Exercise prompt: Continue the piece below about the 1935 Landi Kotal photo album, picking up where it stops.

A Karkee Web Special Feature: Soldiers Three
Landi Kotal is located at the top of the Khyber Pass, in what is now Pakistan. Since Victorian times the fortress at this strategic site has been the home of the fabled Khyber Rifles, now part of the Pakistani Forces. During the years of the British Raj, many famous British regiments also served at Landi Kotal. In 1935, it was home to the 2nd Battalion, The Welch Regiment. The photo at left, taken in January of 1935, shows parts of the fort and outbuildings, looking northeast.
As part of the research for our upcoming section on Officers' Webbing and Accoutrements, I recently acquired most of a (sadly incomplete) photo album that had belonged to an officer of the 2nd Welch, and which documented his service at Landi Kotal in 1935-36. As is typical with such items, most of the photos were of the "The Brig before Parade" and "Maud and Eleanor at the Club" variety, but there were a few shots that displayed the 1930's Web Equipment, Officers, to good advantage, and these will eventually appear in the new section.
Even more interesting, though, was a series of photographs showing officers and men attired in splendid Victorian uniforms, carrying Long Lees and wearing antique buff leather valise equipment. Even in a backwater of the Empire, this was totally anachronistic for the mid-thirties. After I discussed this with Rog Dennis, we decided that these must be shots from a film. The Army often collaborated with film studios during the thirties, and such epics as Drums, The Four Feathers, Sanders of the River, and many other such celebrations of Empire were made in this way. But which film was it? Both Rog and I are fans of these costume thrillers, but we didn't recognise this material at all.

Given records:
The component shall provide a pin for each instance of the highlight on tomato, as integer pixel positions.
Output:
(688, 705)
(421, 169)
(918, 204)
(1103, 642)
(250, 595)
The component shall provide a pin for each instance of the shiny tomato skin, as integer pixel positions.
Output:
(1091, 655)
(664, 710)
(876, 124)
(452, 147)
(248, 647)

Exercise response:
It turned out that the solution was right under my nose. These particular photos were all presented on a series of pages under the heading "Soldiers Three - February 1935". At first glance, the Kipling reference seemed completely in keeping with an album on this subject, and from this time and place, so I didn't really give it much thought. When I was unable to identify the film that we felt had to exist, though, I turned back to the album. A quick internet search on "Soldiers Three" gave me the clue I needed. I located a reference to an article that had appeared in the Historical Journal of Film, Radio and Television, Volume 15, Issue 1, 1995. It was by Jeffrey Richards of Lancaster University, and was titled ‘Soldiers Three’: the ‘lost’ Gaumont British imperial epic.
A week or so passed before I was able to get my hands on a copy of the article itself, but when I did everything fell into place. There was a film, but one that had never been completed and released. Gaumont had sent a location filming unit, headed up by director Geoffrey Barkas, to India and to Landi Kotal in 1935. What's more, Mr. Barkas was accompanied by his wife, Natalie, and she had written a book about the trip, entitled THIRTY THOUSAND MILES FOR THE FILMS: The Story of "Soldiers Three" and "Rhodes of Africa", published by Blackie & Son Limited, London and Glasgow, 1937. Back to the internet once again, and a short time later I had my own copy of Mrs. Barkas's story in my hands.1
I found it a fascinating read. The Gaumont crew traveled across India scouting for locations. Cantonment scenes were filmed at Alipore and Fort William, but the majority of the shots, including the climactic battle scenes, were filmed at Landi Kotal. The book even includes a short excerpt from the daily filming's operations orders. To my pleasure, I found that the captions for a few of my photos corresponded with the locations listed in these orders. Mrs. Barkas includes several publicity stills from the film in her book, but the photos from my album are private snapshots, not studio pictures. I'm certain that this is their first publication anywhere, and Karkee Web's readers are the first ones to see them. I've presented these photographs below, with a short explanation of each. For each photo, the titles shown in bold are the original ones written in the album.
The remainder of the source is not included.